Extracted text>
When you hire a carpenter, he repairs everything with a hammer. So, what happens when you ask an aeronautical student to solve some issues in a dredge pump? He models the pump as a badly behaving airplane. And with success, Alex de Rooij joined our company as a graduation student and recently graduated on the topic of ‘Numerical Study on NACA Profiles Sensitivity in Dredge Pump Impellers’.
The normal procedure for designing pumps is relatively straight forward. Set the performance specifications and try to hit that mark with the simulated behaviour from an iteratively improved design. This is well documented and I’ve been writing about this process before.1
One of the design parameters is the NPSHr. This is basically the amount of absolute pre-pressure the pump requires to operate.2 The system and operating conditions will result in a certain available pre-pressure: NPSHa. When the NPSHa drops below the NPSHr, the pump will experience cavitation at the low pressure side of the blade. The flow of the medium will be disturbed and the performance of the pump will abruptly crash. There is some warning. Operating near the NPSHr, there will be an incipient cavitation where the vapour bubbles start to form, but do not cause any issue. The imploding vapour bubbles may be detected audibly for the trained listener.3 Next will be a stage on the NPSHr, where the bubbles get larger and they loudly implode. At this stage, the pump sounds like it is tumbling nuts and bolts inside. These imploding bubbles will definitely cause damage to the impeller. At last, working below the NPSHr, the bubbles will become so large, they will block the passage between the blades. The result is an immediate drop in delivered head.

Exercises to complete>
1 > Repeat the dredge pump text word for word from "When you hire" to "Dredge Pump Impellers’.".
2 > Write the next part of the dredge pump text, picking up right after its final sentence.
The material after this point comes from a source unrelated to the dredge pump text.

Excerpted data>
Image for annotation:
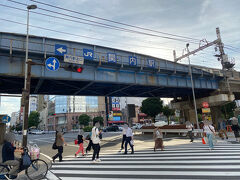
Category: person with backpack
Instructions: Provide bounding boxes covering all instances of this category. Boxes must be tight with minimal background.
[153,123,163,152]
[186,121,194,142]
[124,124,134,154]
[203,120,216,151]
[91,121,102,163]
[86,132,93,154]
[232,117,240,142]
[52,131,67,162]
[75,130,85,157]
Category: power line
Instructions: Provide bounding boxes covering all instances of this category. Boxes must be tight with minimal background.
[7,0,198,44]
[28,0,199,41]
[0,4,178,50]
[0,18,180,49]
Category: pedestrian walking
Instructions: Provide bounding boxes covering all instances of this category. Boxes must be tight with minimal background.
[186,121,194,142]
[86,132,93,154]
[120,124,128,152]
[75,130,85,157]
[124,124,134,154]
[153,123,164,151]
[218,119,228,140]
[203,120,216,151]
[232,117,240,142]
[91,121,101,163]
[52,131,67,162]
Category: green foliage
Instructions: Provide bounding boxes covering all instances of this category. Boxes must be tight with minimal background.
[78,114,91,126]
[221,101,237,119]
[83,126,93,132]
[140,97,163,122]
[163,106,175,125]
[93,116,104,126]
[28,111,41,128]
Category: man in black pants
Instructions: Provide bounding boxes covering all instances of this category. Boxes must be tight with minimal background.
[120,124,128,152]
[91,122,101,163]
[124,124,134,154]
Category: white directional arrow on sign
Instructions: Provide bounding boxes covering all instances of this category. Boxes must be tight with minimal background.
[57,47,66,54]
[48,59,56,70]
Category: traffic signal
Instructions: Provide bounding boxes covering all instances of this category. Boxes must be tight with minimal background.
[64,65,83,73]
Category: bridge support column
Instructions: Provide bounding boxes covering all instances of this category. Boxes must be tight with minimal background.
[211,106,222,129]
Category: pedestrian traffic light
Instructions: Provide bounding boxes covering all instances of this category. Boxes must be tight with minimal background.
[64,65,83,73]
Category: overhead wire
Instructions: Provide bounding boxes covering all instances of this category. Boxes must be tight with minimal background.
[28,0,200,41]
[0,18,181,52]
[0,3,182,50]
[4,0,198,44]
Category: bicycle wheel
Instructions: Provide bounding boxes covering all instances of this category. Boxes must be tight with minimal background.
[26,159,48,180]
[0,165,9,179]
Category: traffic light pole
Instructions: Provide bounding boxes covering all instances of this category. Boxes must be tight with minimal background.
[22,60,31,147]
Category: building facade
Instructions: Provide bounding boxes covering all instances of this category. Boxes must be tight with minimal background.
[45,96,105,131]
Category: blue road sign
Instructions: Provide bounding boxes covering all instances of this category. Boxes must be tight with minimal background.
[107,53,117,63]
[55,44,67,56]
[83,49,94,60]
[2,116,11,123]
[45,57,60,71]
[148,59,155,68]
[129,56,137,66]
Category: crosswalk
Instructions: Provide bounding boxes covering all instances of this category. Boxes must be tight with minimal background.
[51,143,240,180]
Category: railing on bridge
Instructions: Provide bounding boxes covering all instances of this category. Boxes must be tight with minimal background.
[0,33,214,76]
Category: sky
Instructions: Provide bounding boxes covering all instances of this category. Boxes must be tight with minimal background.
[0,0,240,113]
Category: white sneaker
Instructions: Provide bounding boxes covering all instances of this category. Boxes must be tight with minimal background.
[96,159,101,162]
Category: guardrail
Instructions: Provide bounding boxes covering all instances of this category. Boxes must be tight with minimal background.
[133,129,203,135]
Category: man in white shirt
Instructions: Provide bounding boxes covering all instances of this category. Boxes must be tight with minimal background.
[124,124,134,154]
[120,124,128,151]
[91,122,101,163]
[186,122,194,142]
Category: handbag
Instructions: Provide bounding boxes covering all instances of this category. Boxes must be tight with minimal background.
[74,139,78,145]
[202,137,206,144]
[52,141,57,150]
[22,151,32,168]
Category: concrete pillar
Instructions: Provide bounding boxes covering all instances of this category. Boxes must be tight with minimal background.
[0,123,6,144]
[183,109,197,124]
[211,106,222,128]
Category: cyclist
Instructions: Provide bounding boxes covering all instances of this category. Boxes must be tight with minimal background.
[2,133,23,179]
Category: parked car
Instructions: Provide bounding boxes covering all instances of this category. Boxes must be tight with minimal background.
[31,130,44,135]
[132,124,142,129]
[103,126,119,132]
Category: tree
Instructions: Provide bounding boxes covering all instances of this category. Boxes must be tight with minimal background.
[93,116,104,126]
[221,101,237,119]
[28,111,41,127]
[78,114,91,126]
[140,97,163,122]
[163,106,175,125]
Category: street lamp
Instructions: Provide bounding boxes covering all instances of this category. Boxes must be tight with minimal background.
[21,5,37,147]
[186,43,200,129]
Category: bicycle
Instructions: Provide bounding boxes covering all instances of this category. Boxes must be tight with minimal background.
[0,149,48,180]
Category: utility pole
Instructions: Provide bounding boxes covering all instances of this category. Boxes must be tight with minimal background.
[173,27,235,128]
[21,5,37,147]
[186,44,200,129]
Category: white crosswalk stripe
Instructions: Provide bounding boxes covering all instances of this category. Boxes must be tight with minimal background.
[51,143,240,180]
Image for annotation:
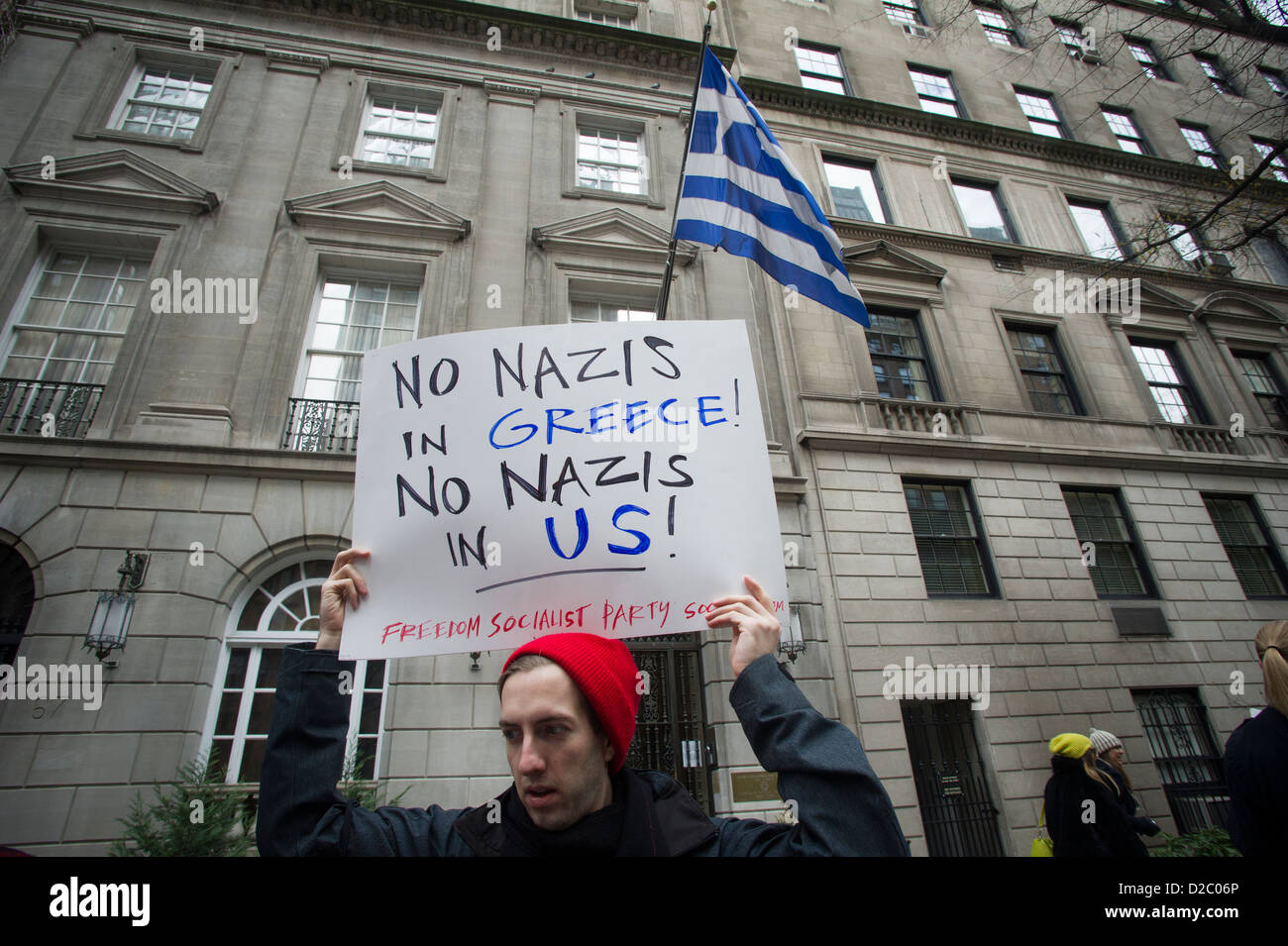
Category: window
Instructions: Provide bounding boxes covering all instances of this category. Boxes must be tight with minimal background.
[1203,494,1288,597]
[883,0,926,26]
[867,309,939,400]
[360,98,438,170]
[1006,326,1083,414]
[1100,108,1151,155]
[953,179,1019,244]
[1232,352,1288,430]
[108,63,215,142]
[570,300,657,322]
[975,4,1022,48]
[1252,138,1288,184]
[1060,486,1156,597]
[1130,339,1207,423]
[1068,197,1127,260]
[1257,65,1288,98]
[577,126,647,194]
[903,480,997,597]
[205,559,385,783]
[1051,19,1082,59]
[1167,220,1203,269]
[909,65,966,119]
[0,249,151,388]
[796,43,849,95]
[1194,53,1239,95]
[577,4,635,30]
[1130,688,1231,834]
[1015,89,1070,138]
[823,158,886,224]
[1127,36,1172,81]
[1176,121,1225,170]
[296,275,420,406]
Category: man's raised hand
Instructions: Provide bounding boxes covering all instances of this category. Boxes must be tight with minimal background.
[314,549,371,650]
[707,576,782,680]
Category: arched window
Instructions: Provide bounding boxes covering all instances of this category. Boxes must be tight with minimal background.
[0,542,36,667]
[202,559,385,784]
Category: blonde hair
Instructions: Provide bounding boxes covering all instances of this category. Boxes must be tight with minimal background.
[1253,620,1288,715]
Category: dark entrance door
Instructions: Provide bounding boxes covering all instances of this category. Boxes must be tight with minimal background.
[626,635,711,814]
[902,700,1004,857]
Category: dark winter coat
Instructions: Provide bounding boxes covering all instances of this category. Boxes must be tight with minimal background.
[1096,758,1163,838]
[255,644,909,857]
[1043,756,1149,857]
[1225,706,1288,859]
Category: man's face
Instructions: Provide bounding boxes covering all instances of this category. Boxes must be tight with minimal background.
[501,664,613,831]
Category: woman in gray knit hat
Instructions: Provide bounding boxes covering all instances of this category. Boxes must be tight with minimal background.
[1087,727,1163,838]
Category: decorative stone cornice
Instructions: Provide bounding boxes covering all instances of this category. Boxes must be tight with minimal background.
[532,207,698,266]
[17,6,94,40]
[282,180,471,241]
[738,77,1288,199]
[213,0,734,76]
[4,148,219,214]
[265,47,331,76]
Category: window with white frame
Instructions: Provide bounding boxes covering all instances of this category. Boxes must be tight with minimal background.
[0,249,151,384]
[108,63,215,141]
[568,298,657,322]
[205,559,385,784]
[1176,122,1225,168]
[881,0,926,26]
[577,125,648,194]
[1068,197,1126,260]
[823,156,886,224]
[296,274,420,401]
[909,65,966,119]
[1100,108,1150,155]
[358,94,438,170]
[1252,138,1288,184]
[796,43,846,95]
[1015,87,1069,138]
[975,4,1024,49]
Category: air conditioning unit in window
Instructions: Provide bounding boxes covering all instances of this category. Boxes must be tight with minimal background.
[1199,250,1234,275]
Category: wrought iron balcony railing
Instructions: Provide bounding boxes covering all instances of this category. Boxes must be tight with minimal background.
[0,377,103,438]
[282,397,358,453]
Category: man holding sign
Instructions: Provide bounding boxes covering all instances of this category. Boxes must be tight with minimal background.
[257,549,909,857]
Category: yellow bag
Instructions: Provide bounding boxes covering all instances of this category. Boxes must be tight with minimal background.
[1029,804,1055,857]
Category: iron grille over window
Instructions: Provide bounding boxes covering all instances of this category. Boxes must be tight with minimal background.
[903,481,995,597]
[1060,486,1154,597]
[1203,495,1288,597]
[1132,688,1231,834]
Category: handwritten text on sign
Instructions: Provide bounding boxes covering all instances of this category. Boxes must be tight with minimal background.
[342,321,787,658]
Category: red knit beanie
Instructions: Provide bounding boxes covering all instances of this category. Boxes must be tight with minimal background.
[501,633,640,775]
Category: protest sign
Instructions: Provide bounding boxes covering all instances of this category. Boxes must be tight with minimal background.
[340,321,787,659]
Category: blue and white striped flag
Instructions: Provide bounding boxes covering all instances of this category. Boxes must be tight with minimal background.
[675,49,868,327]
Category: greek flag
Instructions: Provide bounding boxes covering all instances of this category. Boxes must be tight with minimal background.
[675,49,868,327]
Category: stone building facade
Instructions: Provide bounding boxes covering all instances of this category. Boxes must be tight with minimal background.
[0,0,1288,855]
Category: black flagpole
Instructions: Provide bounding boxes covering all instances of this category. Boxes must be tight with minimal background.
[657,0,716,322]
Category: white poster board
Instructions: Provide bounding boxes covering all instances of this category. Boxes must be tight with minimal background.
[340,321,789,659]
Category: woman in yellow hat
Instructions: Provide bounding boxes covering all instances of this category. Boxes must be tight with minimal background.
[1043,732,1149,857]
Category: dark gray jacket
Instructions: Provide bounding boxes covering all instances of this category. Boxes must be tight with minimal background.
[255,644,909,857]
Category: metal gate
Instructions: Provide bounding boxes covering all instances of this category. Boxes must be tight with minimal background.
[901,700,1004,857]
[1132,689,1231,834]
[626,635,712,814]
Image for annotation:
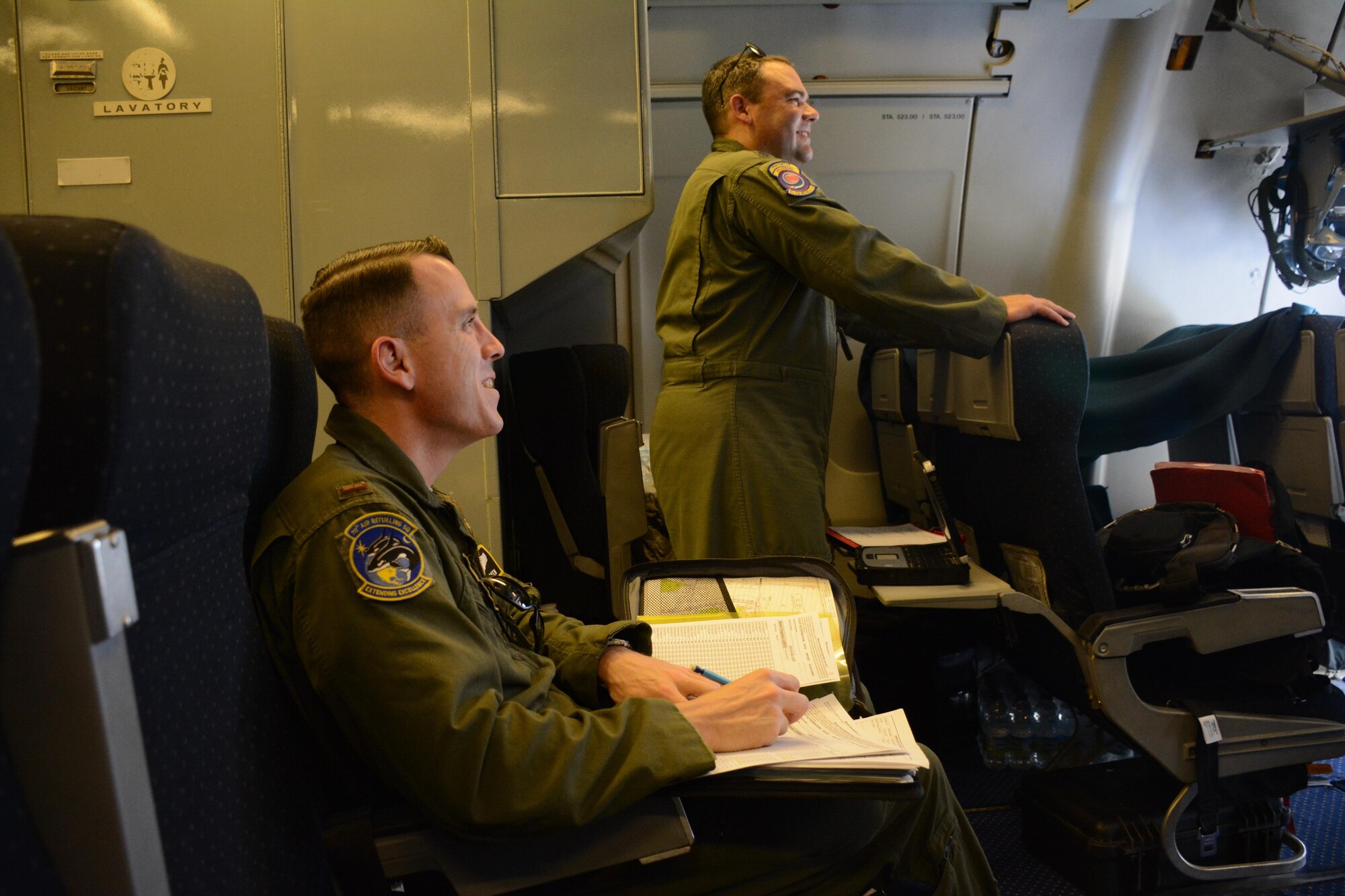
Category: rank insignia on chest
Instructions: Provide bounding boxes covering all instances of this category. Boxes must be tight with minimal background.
[346,512,434,600]
[767,161,818,196]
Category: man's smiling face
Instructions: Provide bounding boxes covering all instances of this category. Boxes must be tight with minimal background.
[746,60,818,165]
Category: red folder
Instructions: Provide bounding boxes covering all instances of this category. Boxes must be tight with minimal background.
[1149,462,1275,541]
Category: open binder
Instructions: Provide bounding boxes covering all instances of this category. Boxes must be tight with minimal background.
[619,557,924,801]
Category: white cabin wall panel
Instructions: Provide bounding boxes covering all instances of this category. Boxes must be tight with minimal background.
[958,0,1116,307]
[650,3,1001,82]
[0,0,28,215]
[14,0,291,317]
[285,0,476,296]
[285,0,502,549]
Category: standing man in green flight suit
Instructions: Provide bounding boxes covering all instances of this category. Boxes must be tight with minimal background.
[650,43,1075,560]
[252,237,995,896]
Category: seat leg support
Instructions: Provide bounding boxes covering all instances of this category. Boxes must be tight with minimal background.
[1162,783,1307,880]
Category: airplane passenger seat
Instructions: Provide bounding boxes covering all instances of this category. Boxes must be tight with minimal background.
[0,216,332,893]
[503,344,648,623]
[1167,315,1345,541]
[0,222,65,896]
[873,319,1345,880]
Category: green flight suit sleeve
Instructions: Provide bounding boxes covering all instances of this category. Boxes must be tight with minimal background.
[725,164,1006,358]
[278,505,714,834]
[525,610,652,709]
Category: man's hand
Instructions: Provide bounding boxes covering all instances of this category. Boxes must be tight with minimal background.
[677,669,808,754]
[999,294,1075,327]
[597,646,718,704]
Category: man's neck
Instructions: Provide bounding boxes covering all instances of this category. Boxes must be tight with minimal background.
[347,402,461,486]
[716,126,757,149]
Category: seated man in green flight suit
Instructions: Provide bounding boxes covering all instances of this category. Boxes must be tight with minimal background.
[650,44,1073,560]
[252,237,995,895]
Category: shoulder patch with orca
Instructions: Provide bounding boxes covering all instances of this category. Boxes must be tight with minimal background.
[767,161,818,196]
[346,510,434,600]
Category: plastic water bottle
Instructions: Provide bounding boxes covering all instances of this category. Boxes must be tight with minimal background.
[976,674,1009,768]
[1032,694,1075,768]
[1005,681,1033,771]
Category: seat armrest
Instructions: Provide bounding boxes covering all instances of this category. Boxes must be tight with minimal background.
[374,794,695,896]
[1079,588,1326,658]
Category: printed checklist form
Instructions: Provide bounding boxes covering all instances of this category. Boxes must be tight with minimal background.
[709,694,929,775]
[652,614,841,686]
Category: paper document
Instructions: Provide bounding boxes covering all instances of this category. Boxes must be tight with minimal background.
[652,614,841,686]
[724,576,837,616]
[783,704,929,770]
[831,524,948,548]
[709,694,892,775]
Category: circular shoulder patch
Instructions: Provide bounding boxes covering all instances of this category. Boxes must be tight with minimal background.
[767,161,818,196]
[346,510,434,600]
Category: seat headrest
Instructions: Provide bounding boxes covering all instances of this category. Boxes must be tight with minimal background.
[0,233,39,575]
[0,216,270,561]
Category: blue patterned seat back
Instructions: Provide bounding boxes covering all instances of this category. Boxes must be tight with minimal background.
[929,319,1115,628]
[0,216,331,896]
[0,218,65,896]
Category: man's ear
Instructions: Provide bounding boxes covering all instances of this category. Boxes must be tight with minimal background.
[369,336,416,391]
[729,93,752,124]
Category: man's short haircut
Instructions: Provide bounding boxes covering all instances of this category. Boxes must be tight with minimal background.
[299,237,453,401]
[701,52,794,137]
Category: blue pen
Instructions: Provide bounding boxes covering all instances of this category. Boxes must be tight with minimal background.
[691,666,729,685]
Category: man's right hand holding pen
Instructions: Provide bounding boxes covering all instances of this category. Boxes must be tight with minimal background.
[597,637,808,754]
[677,669,808,754]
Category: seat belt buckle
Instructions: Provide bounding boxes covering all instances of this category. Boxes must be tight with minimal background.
[1196,826,1219,858]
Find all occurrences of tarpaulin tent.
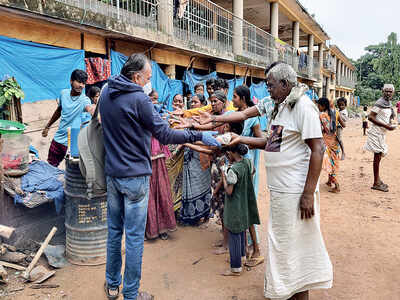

Results for the exercise>
1 >
When you hire a carpenter, he repairs everything with a hammer. So, what happens when you ask an aeronautical student to solve some issues in a dredge pump? He models the pump as a badly behaving airplane. And with success, Alex de Rooij joined our company as a graduation student and recently graduated on the topic of ‘Numerical Study on NACA Profiles Sensitivity in Dredge Pump Impellers’.

2 >
The flow of the medium through the impeller can be simulated in a CFD program. Specifically for impellers, you will need to model a rotating frame of reference. And that is the usual representation of the results. However, with mathematics being one of the most powerful tools invented by humanity, we can have an alternative view on these results. We can cut the impeller along a radial and stretch open the meridional passage and the blades to a row of foils. And that is exactly where our young aspiring engineer comes in. In literature, the blades in the impeller are modelled having a constant thickness. But, Alex has been investigating what the influence will be when we model the blades as foils. Selecting a proper profile makes the blade less sensitive to stalling.
Alex, thank you very much for your work here at Damen. We’ve learned the influence of certain profiles on the performance and geometry of the pumps. You have the right mindset to pass your time at the TU Delft and graduate successfully over there also. And whenever you have some days of the month left after you spend your allowance, know that we can give you a warm reception at our office.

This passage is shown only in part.